Given task
Copy out exactly the lines from the line containing "Put one marker on each instance of the white football" to the end of the listing.

BEGIN Information shown

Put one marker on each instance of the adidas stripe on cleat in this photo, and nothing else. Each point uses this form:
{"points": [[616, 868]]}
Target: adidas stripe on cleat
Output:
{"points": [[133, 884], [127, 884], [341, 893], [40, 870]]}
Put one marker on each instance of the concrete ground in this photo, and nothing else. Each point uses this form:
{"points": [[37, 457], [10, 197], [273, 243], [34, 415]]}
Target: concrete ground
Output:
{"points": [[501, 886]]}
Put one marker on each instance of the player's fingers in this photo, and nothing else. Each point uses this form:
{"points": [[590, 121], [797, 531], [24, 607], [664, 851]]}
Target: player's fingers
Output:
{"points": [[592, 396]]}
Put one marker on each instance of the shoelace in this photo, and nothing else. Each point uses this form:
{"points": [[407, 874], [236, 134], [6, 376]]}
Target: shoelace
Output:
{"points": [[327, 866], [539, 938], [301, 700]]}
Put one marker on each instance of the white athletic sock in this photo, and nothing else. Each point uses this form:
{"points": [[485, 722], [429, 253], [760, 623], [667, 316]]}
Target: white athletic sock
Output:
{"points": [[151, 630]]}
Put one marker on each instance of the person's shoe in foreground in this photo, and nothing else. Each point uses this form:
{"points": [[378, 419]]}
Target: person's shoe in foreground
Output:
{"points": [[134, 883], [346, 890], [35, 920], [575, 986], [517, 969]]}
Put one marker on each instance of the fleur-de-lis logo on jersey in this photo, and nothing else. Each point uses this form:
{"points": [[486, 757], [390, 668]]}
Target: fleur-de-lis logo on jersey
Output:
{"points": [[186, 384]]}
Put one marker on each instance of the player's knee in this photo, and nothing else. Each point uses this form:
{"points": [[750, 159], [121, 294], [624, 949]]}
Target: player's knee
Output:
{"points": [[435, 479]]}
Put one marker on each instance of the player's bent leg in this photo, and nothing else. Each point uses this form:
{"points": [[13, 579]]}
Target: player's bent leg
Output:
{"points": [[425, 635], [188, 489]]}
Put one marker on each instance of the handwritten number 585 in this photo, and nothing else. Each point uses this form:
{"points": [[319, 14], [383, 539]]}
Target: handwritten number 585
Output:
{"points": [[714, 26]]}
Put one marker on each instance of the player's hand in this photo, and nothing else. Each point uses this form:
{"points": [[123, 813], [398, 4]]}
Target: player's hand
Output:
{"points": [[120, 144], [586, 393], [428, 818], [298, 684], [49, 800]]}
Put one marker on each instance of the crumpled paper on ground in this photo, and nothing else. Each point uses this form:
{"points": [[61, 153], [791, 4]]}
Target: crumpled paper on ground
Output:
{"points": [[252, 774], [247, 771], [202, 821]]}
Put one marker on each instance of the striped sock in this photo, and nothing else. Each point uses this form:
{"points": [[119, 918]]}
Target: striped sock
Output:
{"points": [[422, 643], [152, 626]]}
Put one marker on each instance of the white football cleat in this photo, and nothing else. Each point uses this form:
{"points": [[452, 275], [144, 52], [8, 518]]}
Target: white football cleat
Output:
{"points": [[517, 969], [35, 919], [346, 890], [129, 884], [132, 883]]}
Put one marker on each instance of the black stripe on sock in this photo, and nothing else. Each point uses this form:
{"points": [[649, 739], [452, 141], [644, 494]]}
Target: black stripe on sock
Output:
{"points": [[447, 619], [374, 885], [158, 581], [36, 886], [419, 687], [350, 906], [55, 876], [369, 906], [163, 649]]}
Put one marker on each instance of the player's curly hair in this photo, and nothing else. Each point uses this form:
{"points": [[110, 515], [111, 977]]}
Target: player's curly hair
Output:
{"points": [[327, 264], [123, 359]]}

END Information shown

Task response
Put one marker on each instance of the white football cleat in this photo, and nothing else. Each point uses this form:
{"points": [[452, 275], [144, 52], [8, 518]]}
Target: white football cleat
Output:
{"points": [[517, 969], [35, 919], [346, 890], [129, 884], [132, 883]]}
Put one marker on each instance of the black stripe on sock in this photo, and nothing else. Each point uses this form:
{"points": [[649, 739], [452, 141], [644, 494]]}
Target: black stripe on sock
Output:
{"points": [[447, 619], [374, 885], [158, 581], [36, 886], [419, 687], [350, 906], [55, 876], [369, 906], [163, 649]]}
Put one marker on each instance of the player's curly hair in this photo, and nothing else. Each point uses this form:
{"points": [[110, 515], [111, 977]]}
Target: player's curly hair
Output:
{"points": [[327, 264], [123, 359]]}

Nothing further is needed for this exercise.